**Stored rows**
___
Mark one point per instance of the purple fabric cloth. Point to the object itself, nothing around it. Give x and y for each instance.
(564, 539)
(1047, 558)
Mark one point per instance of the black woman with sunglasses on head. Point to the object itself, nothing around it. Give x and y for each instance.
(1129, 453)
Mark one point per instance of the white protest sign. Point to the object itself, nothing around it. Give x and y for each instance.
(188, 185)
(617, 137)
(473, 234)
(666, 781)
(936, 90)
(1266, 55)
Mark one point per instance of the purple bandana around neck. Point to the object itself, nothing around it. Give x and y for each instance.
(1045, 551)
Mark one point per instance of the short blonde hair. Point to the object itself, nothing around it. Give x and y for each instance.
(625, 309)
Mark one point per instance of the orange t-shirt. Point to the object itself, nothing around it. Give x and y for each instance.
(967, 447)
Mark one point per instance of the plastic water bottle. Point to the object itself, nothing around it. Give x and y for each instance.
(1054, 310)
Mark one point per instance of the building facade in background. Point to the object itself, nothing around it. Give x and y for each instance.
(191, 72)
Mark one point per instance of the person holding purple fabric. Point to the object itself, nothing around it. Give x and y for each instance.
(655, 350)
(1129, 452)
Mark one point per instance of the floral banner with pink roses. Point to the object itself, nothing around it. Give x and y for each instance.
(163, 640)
___
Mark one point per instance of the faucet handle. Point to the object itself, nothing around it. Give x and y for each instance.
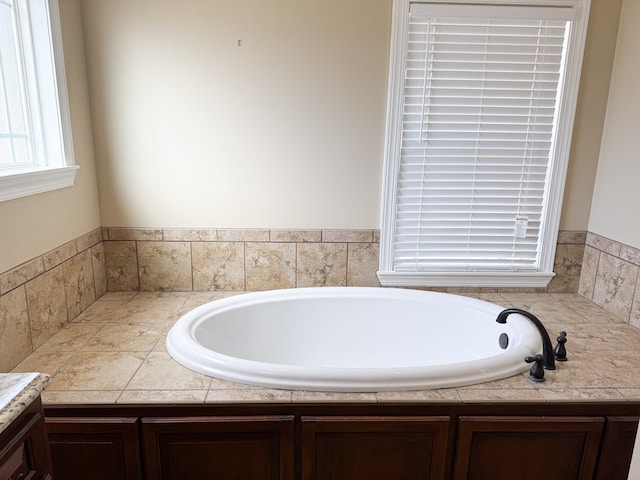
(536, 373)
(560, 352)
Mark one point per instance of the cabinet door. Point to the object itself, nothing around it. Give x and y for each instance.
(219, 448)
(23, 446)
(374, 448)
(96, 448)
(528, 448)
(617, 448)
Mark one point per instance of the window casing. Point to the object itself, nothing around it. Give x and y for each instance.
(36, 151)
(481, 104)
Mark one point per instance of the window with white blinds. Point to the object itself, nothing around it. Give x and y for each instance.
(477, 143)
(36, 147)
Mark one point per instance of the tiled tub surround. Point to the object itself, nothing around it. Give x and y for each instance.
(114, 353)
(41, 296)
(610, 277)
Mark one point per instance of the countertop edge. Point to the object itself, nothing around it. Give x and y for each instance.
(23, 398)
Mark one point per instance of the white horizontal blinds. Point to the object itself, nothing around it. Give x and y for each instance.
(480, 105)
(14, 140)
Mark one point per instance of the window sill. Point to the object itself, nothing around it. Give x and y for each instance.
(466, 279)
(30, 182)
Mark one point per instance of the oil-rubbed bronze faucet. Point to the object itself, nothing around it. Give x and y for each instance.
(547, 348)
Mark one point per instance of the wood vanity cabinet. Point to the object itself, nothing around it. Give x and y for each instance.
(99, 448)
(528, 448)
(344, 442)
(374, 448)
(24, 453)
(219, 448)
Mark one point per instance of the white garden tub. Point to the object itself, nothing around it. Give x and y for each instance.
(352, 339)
___
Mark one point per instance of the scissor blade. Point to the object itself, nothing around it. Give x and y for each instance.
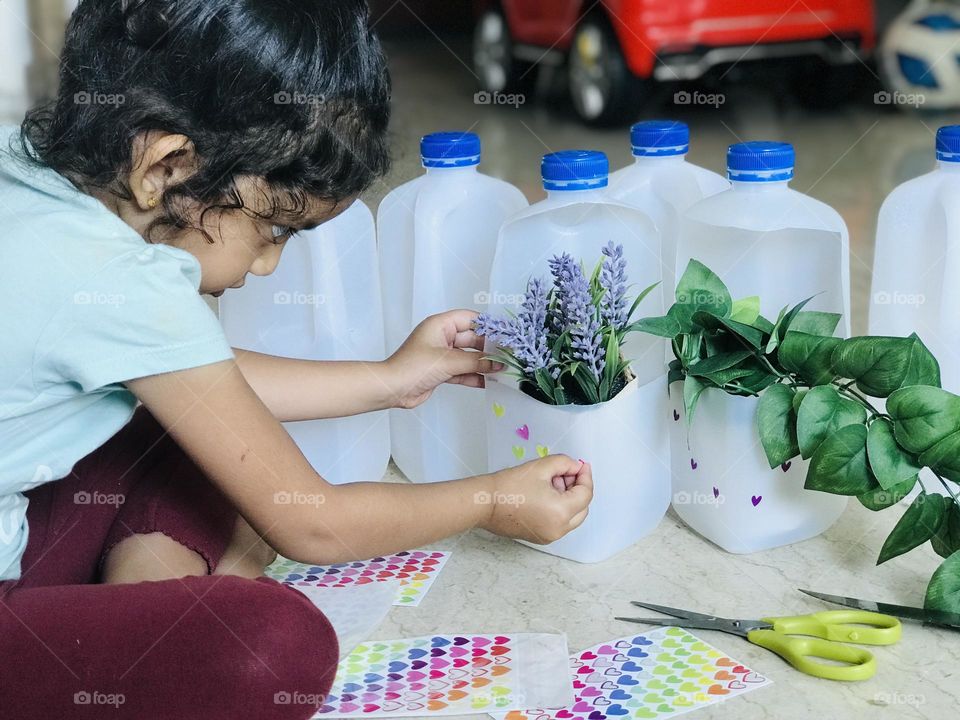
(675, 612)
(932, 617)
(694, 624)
___
**Problem statement**
Copy out word for word everything in the first block of records, from the line containing "Mark one point per instance of the purple fabric" down to the line containing "(1129, 453)". Include both of those lines.

**In response**
Mark one point per instance of the purple fabric cloth. Point to the object itself, nothing around it. Give x and y for each instance.
(564, 539)
(1047, 558)
Mark one point per instance of the black woman with sunglasses on head. Point to the object itself, nothing around it. Give x and y for each instance.
(1129, 453)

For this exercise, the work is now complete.